begin

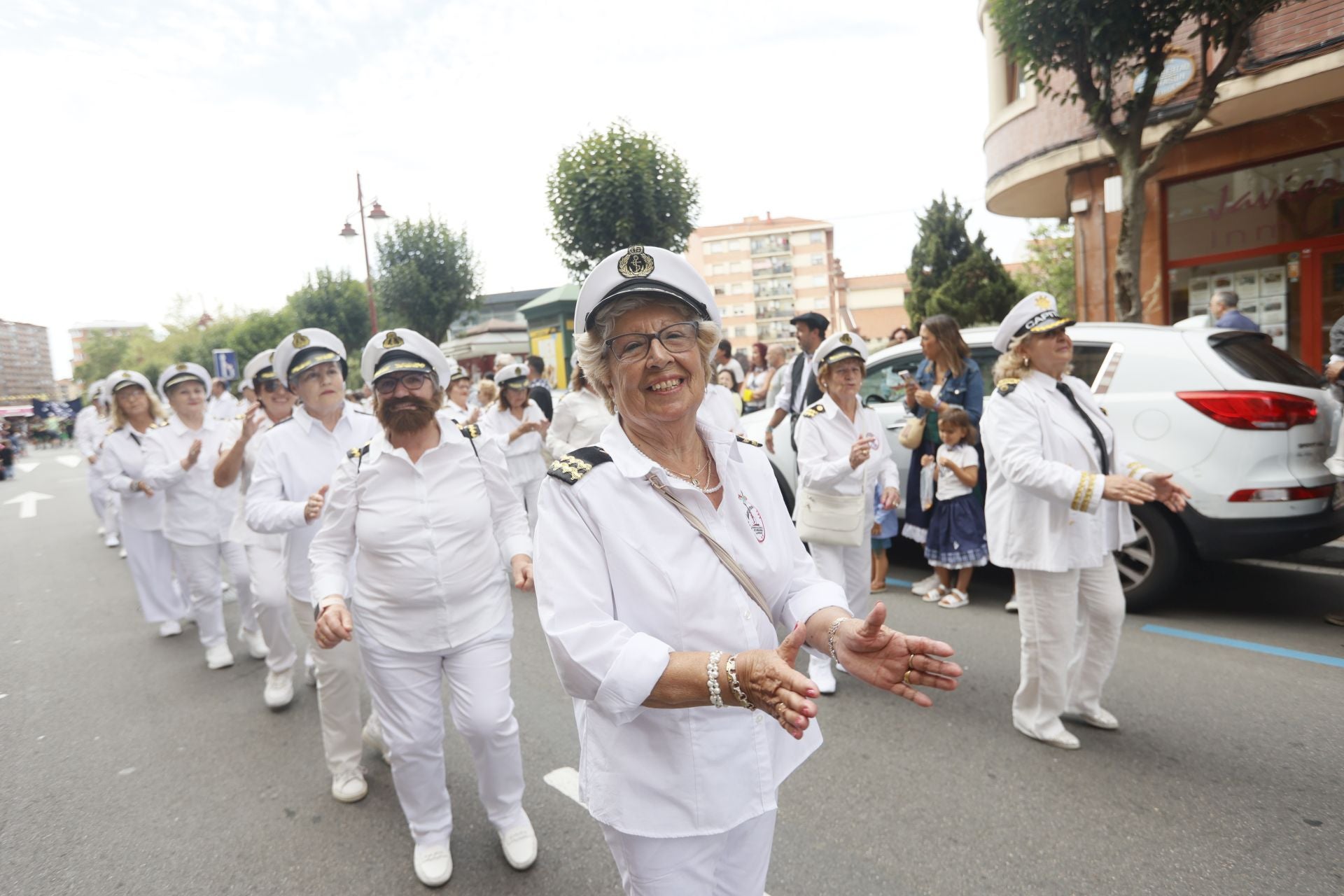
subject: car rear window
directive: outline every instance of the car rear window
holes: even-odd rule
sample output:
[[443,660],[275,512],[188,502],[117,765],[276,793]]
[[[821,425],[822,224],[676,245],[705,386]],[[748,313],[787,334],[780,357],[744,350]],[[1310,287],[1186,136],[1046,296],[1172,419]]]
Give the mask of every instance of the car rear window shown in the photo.
[[1208,337],[1208,344],[1234,371],[1253,380],[1306,388],[1325,383],[1320,373],[1288,352],[1274,348],[1261,333],[1214,333]]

end

:: Instructions to follow ::
Repeat the lines word for word, from the very first one through the line holding "Give the mask", both ends included. Leave the pictures out of your answer.

:: Solution ::
subject: car rear window
directive: outline every instance of the car rear window
holes: even-odd rule
sample output:
[[443,660],[275,512],[188,502],[117,765],[276,793]]
[[[821,425],[822,224],[676,245],[705,386]],[[748,313],[787,334],[780,357],[744,350]],[[1310,287],[1186,136],[1046,296],[1172,419]]]
Give the mask of every instance of the car rear window shown in the photo.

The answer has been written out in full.